PASSAGE TO READ
--- START ---
Biotechnology company CoDa Therapeutics Inc said today it had closed the second half of its initial round of venture capital funding that has raised US$20 million ($29 million).
The funding by United States-based Domain Associates and Australia-based GBS Ventures would allow clinical trials of its pioneering tissue repair drug to begin by the end of this year.
The first investment of US$10 million, made by Domain, was announced in October last year with negotiations on the second round concluded in mid-January.
Clinical trials of its wound care technology, Nexagon, would be run by New Zealand sister company, CodaTherapeutics (NZ).
Chief executive Brad Duft said the investment gave CoDa the funds needed to develop Nexagon over the next 2-1/2 years and meant the company could stop pursuing financing for a period and focus on running clinical trials.
CoDa would meet FDA (US Food and Drug Administration) officials in early March and Mr Duft was hopeful dosing patients in New Zealand could get underway in December.
Manufacture of the drug had already begun.
Four clinical sites in New Zealand are being considered for the trials -- two in Auckland and one each in Wellington and Christchurch. One or two will ultimately be selected.
Nexagon was developed by Colin Green, professor of ophthalmology at the University of Auckland, in collaboration with David Becker at University College London.
The two scientists co-founded both CoDa. The US unit is spearheading commercial development while research remains in New Zealand and the UK.
Mr Duft said securing the venture capital investment was a significant achievement, given the string of failures with wound healing products to date. Many had tried and failed.
"Most drug development efforts to date have unsuccessfully tried to induce tissue growth in the face of the large genetic cascade that occurs when cells are damaged.
"We have taken a completely different approach which aims to shut down a single protein for just a few hours and then let the body take over and heal the wound naturally."
The first trial would be for acceleration of healing eyes following laser refractive surgery, where faster closing of the wound is needed to accelerate visual recovery and prevent a build up of scar tissue which can cause vision defects.
Preclinical studies showed Nexagon dramatically improved wound healing, with a single application reducing tissue death, swelling, inflammation and scarring; and accelerating time to wound closure. A second clinical trial will focus on skin wounds.
Dr Green said CoDa was committed to helping build biopharmaceutical capability in New Zealand. It had already hired two researchers and expected those to soon be joined by another.
Mr Duft first came to New Zealand in 2004 as a guest of the World Class New Zealand Programme, run by NZ Trade and Enterprise (NZTE).
The plan was to commercialise Nexagon by 2010.
--- END ---
In the article on CoDa Therapeutics, how many clinical sites in New Zealand are being considered for the Nexagon trials?

STORED DATA
--- START ---
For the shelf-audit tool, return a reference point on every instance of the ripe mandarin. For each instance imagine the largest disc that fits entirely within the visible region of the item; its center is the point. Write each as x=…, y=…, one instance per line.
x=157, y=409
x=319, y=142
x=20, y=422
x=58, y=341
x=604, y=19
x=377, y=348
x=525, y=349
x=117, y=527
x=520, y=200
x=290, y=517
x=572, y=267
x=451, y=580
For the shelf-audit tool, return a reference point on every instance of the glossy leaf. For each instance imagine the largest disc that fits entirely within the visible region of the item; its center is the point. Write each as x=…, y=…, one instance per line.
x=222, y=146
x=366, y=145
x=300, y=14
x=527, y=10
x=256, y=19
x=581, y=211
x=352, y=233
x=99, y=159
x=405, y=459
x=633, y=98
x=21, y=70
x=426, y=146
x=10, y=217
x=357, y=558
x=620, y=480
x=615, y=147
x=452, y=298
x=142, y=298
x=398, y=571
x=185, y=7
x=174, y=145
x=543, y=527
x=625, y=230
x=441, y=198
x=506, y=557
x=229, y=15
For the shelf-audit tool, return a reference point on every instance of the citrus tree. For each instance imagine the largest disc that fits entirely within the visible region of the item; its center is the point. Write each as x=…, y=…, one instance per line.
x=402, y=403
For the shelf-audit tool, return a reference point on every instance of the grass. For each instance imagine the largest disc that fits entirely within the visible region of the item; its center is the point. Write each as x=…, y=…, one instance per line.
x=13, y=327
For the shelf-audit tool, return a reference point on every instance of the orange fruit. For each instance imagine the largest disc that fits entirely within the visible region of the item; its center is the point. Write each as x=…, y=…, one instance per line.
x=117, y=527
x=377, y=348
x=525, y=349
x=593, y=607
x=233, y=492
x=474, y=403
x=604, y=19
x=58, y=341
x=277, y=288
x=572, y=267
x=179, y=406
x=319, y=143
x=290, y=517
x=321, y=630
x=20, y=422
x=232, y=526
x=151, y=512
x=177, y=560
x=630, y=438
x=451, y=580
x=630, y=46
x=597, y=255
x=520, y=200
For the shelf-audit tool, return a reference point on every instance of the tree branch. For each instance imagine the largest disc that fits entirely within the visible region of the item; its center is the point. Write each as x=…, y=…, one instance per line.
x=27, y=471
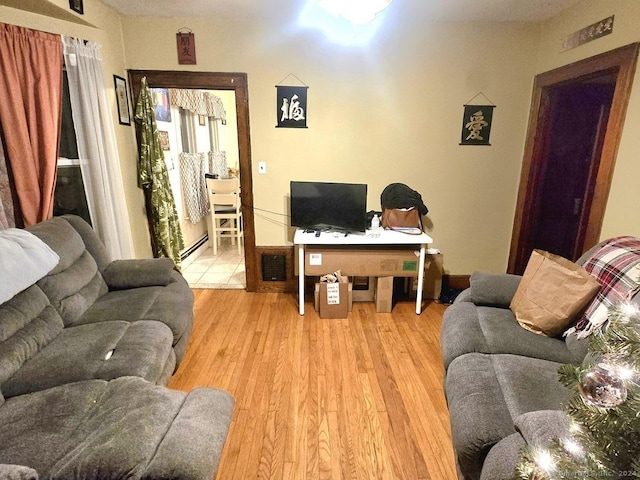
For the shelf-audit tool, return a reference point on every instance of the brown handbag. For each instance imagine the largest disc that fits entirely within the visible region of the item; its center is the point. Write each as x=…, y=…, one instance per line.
x=403, y=220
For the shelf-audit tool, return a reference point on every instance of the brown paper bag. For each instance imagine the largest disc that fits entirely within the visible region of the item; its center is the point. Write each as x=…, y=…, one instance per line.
x=552, y=292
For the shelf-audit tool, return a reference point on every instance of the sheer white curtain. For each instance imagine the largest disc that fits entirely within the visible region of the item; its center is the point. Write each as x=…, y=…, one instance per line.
x=99, y=161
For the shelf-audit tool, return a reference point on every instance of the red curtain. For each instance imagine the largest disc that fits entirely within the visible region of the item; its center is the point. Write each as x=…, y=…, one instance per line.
x=30, y=115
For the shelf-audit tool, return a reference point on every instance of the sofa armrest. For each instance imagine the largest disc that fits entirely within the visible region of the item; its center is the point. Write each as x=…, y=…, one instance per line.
x=540, y=428
x=493, y=289
x=17, y=472
x=135, y=273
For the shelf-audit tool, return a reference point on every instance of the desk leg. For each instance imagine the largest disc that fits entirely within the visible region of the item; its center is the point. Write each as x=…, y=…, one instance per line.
x=301, y=279
x=423, y=249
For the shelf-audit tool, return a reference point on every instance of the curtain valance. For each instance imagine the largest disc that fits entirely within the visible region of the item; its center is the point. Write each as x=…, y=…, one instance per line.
x=198, y=102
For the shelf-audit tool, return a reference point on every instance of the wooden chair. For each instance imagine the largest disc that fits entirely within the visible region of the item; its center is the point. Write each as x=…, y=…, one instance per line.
x=226, y=210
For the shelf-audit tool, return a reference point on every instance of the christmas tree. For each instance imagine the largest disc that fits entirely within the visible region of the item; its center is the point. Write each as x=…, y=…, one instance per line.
x=603, y=439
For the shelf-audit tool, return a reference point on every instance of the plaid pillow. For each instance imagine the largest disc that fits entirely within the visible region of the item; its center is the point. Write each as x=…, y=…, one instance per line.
x=616, y=266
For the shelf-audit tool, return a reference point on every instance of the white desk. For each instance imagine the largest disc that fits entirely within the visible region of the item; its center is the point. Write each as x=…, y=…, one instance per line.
x=385, y=239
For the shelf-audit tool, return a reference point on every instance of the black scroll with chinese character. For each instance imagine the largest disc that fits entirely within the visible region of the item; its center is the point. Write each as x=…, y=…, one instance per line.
x=291, y=108
x=476, y=124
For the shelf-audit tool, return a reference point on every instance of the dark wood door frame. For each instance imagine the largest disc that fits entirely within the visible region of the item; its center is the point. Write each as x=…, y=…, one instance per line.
x=218, y=81
x=621, y=62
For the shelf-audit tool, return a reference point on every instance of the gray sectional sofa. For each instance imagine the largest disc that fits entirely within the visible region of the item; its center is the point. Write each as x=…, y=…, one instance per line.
x=85, y=354
x=501, y=380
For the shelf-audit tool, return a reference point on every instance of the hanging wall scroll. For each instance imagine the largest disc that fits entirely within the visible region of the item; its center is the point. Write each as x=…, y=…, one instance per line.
x=186, y=47
x=476, y=123
x=291, y=106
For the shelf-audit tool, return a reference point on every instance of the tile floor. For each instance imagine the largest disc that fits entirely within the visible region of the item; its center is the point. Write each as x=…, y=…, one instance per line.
x=224, y=271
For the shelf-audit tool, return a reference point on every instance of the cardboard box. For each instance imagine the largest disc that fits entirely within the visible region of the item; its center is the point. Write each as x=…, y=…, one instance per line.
x=370, y=262
x=364, y=289
x=333, y=300
x=384, y=294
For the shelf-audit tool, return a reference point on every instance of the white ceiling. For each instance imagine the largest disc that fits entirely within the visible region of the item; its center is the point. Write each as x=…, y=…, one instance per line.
x=453, y=10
--- END ---
RESPONSE
Four: two in Auckland and one each in Wellington and Christchurch.